**Requirement:** Every line from the line containing "of the machinery" through the final line below is to be repeated exactly; no other line is.

[Dataset excerpts on object pointing]
● ● ● ● ● ● ●
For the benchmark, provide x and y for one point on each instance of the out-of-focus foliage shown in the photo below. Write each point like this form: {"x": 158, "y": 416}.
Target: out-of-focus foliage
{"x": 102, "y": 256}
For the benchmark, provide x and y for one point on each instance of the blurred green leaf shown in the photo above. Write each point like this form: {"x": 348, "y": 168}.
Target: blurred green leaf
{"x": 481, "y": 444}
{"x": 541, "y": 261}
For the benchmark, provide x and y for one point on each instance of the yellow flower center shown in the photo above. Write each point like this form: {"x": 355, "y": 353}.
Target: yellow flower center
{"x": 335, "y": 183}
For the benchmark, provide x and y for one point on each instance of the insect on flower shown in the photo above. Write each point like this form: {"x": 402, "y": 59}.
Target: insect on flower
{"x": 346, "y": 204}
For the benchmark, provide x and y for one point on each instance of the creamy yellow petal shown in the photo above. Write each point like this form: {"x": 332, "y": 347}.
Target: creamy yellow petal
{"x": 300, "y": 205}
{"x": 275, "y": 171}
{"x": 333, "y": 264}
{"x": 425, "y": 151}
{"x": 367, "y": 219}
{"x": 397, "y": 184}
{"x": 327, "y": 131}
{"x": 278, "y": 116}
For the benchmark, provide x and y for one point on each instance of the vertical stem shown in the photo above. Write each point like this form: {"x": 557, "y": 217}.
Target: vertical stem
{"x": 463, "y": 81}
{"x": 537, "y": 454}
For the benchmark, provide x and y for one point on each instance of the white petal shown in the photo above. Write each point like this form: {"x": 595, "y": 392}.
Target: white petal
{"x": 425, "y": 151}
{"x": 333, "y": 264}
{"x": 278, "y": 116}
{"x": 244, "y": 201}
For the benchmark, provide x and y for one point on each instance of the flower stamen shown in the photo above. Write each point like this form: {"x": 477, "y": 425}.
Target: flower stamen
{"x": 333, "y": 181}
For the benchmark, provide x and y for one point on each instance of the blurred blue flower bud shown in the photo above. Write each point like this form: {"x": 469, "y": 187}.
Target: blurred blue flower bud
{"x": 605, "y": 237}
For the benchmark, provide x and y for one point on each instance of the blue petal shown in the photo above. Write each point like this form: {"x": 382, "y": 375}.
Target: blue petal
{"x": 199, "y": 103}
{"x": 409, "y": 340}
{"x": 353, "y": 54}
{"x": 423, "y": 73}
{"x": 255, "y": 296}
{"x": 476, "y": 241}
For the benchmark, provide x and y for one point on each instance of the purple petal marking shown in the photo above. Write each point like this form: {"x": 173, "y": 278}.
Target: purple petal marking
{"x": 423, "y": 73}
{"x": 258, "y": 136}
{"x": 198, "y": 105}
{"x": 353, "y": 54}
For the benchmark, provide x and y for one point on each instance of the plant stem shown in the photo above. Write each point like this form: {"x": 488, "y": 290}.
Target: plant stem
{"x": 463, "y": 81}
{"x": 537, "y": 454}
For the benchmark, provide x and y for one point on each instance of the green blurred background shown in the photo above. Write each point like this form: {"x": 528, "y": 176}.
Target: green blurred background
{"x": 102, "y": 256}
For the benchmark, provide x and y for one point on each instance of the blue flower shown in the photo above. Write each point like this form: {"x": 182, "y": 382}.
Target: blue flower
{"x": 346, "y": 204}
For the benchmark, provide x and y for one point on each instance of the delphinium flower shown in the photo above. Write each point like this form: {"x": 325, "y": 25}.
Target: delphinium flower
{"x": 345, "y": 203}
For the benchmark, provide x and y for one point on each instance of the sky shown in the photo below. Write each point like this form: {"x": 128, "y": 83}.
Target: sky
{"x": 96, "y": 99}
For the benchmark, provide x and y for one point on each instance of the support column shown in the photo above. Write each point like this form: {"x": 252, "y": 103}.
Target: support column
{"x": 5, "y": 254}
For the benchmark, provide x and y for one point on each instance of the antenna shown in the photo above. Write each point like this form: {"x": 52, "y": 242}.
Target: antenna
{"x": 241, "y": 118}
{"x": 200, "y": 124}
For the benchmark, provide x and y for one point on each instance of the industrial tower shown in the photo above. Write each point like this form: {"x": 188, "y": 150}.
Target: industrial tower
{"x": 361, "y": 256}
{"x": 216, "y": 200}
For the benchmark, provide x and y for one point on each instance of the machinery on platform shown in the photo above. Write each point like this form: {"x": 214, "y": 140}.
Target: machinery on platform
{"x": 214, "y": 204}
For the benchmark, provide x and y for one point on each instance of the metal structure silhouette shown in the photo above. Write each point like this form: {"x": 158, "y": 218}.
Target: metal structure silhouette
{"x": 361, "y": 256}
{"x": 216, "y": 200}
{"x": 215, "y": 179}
● ● ● ● ● ● ●
**Finished answer:**
For the benchmark, provide x and y for one point on each instance of the machinery on platform shown in the photo above. Write each point like this form: {"x": 214, "y": 140}.
Target: machinery on platform
{"x": 214, "y": 204}
For the benchmark, provide x and y for one point on each instance of the metal structure silhouette shown in the photo above. Write each point like this form: {"x": 158, "y": 218}.
Target: metal structure silhouette
{"x": 361, "y": 256}
{"x": 216, "y": 200}
{"x": 215, "y": 179}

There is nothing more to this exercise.